» What the task asks
Please edit the lines from the very first one through the one containing "[[25, 208]]" by replacing "concrete wall" with "brick wall" and leaving everything else unchanged. Return only those lines.

##### The records

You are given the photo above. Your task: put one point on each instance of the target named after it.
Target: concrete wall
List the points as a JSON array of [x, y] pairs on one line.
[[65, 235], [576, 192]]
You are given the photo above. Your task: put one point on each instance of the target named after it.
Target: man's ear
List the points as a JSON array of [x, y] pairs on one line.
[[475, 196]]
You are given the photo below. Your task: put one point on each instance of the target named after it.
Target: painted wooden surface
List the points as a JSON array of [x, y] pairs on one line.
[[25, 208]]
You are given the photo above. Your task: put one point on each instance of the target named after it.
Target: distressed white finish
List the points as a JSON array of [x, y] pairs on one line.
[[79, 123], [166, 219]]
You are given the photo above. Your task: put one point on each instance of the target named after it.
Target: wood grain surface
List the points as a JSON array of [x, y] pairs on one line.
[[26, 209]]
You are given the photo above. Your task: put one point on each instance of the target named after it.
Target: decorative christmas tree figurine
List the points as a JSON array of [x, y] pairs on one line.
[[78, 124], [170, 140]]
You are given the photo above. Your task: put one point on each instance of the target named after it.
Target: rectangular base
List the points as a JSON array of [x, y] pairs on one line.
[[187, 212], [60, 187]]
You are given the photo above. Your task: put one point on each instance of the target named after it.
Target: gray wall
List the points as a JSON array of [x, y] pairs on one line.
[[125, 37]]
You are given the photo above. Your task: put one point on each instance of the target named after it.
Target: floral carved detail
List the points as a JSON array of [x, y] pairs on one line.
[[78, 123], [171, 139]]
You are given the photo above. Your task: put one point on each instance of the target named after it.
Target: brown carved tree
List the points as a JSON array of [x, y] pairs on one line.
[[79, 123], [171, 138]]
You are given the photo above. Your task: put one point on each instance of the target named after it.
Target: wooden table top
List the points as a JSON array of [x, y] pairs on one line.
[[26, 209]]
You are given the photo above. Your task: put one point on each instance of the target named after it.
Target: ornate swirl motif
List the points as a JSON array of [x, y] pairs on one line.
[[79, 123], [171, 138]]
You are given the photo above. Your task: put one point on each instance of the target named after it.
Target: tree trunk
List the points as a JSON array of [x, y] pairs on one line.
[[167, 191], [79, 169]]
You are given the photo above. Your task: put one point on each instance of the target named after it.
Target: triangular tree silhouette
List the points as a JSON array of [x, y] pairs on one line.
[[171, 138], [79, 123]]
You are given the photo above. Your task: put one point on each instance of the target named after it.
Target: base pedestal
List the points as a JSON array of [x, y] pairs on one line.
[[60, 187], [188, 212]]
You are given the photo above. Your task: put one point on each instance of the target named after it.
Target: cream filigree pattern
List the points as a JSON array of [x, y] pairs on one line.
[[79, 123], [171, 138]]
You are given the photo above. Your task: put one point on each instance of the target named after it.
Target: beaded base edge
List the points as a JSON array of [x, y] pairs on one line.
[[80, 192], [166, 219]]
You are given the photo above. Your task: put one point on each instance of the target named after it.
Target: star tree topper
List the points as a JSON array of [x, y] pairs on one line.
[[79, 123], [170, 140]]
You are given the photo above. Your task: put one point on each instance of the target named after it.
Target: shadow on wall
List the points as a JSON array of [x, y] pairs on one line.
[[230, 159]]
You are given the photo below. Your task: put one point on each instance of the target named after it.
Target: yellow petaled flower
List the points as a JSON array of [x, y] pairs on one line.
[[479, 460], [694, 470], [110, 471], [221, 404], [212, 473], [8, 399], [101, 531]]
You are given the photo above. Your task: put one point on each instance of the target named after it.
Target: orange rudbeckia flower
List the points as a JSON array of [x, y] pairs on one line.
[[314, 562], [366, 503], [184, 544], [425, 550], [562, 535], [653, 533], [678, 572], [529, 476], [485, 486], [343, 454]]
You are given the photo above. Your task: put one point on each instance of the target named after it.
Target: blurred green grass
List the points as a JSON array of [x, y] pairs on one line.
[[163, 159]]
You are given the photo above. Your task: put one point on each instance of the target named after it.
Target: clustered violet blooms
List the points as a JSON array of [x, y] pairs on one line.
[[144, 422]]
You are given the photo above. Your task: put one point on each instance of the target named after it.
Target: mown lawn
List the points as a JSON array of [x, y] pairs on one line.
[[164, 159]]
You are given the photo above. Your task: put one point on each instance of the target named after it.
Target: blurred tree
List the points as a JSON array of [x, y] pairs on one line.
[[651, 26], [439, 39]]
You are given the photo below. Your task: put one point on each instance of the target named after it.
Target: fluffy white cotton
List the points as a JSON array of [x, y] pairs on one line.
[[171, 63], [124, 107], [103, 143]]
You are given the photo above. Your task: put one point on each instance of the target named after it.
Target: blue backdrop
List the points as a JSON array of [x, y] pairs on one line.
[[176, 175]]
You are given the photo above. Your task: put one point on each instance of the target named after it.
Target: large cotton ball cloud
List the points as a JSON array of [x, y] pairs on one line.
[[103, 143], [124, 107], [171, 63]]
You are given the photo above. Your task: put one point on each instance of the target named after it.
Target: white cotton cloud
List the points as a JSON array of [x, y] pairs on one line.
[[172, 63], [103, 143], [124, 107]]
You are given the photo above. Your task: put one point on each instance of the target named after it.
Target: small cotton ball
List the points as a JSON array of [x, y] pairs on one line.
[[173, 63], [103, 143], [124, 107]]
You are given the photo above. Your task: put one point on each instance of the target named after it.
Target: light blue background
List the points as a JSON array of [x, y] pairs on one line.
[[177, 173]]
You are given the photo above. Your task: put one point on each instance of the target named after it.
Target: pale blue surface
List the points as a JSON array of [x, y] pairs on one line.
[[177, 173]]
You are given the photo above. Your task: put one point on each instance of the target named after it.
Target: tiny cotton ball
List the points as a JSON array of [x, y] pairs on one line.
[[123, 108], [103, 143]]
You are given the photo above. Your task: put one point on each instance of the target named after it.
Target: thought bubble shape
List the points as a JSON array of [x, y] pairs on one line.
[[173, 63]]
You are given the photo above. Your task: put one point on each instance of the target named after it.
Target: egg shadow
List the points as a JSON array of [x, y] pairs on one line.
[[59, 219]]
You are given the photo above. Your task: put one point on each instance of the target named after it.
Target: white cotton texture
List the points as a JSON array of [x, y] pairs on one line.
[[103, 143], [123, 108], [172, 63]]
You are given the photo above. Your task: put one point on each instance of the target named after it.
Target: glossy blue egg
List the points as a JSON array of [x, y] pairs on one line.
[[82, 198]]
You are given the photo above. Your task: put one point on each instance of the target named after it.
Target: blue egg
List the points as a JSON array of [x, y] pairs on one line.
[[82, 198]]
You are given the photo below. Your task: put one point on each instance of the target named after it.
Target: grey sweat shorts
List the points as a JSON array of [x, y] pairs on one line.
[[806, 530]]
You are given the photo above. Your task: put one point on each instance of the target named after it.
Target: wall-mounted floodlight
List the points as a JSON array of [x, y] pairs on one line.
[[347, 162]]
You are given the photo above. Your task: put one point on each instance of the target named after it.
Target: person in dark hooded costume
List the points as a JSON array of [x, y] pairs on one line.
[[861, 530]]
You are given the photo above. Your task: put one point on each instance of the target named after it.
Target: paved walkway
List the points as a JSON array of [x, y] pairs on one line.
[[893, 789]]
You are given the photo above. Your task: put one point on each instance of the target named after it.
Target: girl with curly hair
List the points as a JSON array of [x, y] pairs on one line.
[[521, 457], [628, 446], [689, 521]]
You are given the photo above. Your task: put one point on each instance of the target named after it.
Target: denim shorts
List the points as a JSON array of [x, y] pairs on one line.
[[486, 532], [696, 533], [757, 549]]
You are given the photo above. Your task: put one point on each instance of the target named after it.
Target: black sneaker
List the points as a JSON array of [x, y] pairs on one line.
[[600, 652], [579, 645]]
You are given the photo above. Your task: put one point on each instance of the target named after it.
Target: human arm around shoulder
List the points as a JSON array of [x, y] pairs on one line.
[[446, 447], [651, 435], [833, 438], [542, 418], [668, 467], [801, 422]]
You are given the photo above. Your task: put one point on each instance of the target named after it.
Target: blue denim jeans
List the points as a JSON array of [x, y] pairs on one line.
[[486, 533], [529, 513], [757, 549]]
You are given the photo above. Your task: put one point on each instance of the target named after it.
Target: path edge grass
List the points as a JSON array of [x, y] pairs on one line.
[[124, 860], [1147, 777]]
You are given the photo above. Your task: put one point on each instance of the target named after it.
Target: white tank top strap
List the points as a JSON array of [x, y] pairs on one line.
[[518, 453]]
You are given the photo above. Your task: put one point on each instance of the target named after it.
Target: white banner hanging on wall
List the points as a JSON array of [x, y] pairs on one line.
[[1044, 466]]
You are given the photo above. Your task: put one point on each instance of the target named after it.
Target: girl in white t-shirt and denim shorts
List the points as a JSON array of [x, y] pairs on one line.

##########

» Solution
You are given the photo above. Your task: put one point on each instance of the target named after it.
Target: brick wall
List the points as a JSON array of [x, y] pairs on one line.
[[65, 235], [576, 192]]
You are given the photo above. Your task: put one point on each instance of the target named after it.
Target: man's ear
List the points as a JSON array of [x, y] pairs on one line.
[[475, 196]]
You are given the photo below. Your task: put one point on each instance of the target named after it.
Target: painted wooden surface
List the points as a JSON array of [x, y] pairs on one line.
[[25, 208]]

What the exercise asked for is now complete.